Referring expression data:
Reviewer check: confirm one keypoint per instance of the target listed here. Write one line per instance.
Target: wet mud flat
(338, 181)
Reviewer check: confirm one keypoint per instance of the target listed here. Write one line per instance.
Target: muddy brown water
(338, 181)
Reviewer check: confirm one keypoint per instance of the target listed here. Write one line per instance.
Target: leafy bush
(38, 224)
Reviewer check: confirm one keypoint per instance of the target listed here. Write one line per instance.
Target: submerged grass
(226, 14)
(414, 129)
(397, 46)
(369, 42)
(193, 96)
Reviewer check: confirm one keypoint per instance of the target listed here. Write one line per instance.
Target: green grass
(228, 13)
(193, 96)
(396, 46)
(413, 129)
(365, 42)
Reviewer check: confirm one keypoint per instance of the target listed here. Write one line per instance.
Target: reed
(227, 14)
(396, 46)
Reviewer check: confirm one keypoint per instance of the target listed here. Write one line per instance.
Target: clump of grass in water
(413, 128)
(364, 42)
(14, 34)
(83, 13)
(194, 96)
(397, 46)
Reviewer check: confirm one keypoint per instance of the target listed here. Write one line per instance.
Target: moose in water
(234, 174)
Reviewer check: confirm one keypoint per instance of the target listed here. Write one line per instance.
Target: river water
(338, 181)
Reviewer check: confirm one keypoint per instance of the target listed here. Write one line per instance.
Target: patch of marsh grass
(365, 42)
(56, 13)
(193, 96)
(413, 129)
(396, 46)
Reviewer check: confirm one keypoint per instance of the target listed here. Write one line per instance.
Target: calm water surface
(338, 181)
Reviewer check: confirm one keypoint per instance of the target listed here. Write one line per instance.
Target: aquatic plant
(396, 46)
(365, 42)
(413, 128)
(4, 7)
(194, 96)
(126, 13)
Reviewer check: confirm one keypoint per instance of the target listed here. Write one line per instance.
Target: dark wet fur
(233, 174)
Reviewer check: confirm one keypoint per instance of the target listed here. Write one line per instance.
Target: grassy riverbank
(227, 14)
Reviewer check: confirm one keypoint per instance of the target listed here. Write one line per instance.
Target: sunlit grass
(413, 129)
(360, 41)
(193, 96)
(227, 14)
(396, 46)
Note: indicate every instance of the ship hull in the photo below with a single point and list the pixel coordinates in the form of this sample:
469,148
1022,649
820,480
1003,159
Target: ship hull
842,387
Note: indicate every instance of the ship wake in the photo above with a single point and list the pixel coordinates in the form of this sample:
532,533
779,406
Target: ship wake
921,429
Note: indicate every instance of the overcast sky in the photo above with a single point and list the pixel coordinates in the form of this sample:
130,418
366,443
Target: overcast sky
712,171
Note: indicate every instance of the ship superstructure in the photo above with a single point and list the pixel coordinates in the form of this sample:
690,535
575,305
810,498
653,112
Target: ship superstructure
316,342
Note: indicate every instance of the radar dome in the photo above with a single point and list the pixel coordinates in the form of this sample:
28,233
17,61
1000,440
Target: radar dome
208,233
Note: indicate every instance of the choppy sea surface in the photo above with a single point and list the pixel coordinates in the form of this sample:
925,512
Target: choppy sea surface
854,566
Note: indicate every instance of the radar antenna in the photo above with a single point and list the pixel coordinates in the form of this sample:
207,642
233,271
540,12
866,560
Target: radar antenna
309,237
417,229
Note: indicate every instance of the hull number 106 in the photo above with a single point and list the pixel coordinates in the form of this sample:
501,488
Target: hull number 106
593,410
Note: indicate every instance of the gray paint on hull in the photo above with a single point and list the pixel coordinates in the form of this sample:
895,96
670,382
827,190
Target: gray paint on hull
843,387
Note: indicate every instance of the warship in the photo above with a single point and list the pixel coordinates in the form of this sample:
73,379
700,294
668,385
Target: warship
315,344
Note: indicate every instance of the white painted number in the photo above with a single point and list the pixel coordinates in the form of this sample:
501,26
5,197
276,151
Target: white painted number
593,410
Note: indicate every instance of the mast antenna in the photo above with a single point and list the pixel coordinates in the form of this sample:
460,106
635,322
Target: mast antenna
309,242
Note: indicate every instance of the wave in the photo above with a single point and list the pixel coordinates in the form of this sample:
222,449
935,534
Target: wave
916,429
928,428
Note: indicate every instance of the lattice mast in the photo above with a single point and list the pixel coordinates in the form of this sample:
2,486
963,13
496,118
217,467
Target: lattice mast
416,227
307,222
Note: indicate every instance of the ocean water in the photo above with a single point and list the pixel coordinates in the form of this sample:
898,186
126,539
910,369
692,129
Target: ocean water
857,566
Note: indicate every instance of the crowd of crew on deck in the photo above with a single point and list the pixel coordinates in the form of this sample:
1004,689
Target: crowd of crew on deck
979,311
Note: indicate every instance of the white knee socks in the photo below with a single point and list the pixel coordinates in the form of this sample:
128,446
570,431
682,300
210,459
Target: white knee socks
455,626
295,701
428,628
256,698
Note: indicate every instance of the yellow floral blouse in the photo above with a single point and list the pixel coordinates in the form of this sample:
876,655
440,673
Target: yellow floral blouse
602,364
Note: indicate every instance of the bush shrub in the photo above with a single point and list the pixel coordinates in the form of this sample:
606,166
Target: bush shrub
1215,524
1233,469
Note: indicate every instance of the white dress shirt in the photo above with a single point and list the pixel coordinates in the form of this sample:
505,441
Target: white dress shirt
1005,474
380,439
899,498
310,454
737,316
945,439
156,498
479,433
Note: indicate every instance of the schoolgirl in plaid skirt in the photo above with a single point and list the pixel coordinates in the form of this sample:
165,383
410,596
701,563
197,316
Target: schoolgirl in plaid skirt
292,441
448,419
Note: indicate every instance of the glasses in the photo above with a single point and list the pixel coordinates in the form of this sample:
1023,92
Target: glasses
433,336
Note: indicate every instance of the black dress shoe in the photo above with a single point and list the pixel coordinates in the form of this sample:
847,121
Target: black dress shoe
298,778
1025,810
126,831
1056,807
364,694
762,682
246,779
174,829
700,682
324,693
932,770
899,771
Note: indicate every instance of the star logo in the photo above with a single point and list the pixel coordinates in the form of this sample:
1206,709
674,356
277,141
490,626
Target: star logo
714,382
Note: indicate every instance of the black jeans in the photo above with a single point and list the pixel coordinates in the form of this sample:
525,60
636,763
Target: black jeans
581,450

* **EXERCISE GOAL**: Each line of the records that contains the string "below" must be copied.

* **ANSWER TO THIS PROBLEM**:
Note: indicate every instance of the ship hull in the photo below with a single point and list the pixel coordinates in the form of this sample:
Note: indicate every instance of the white knee socks in the photo below with a single point and list the pixel coordinates in the form of this sample:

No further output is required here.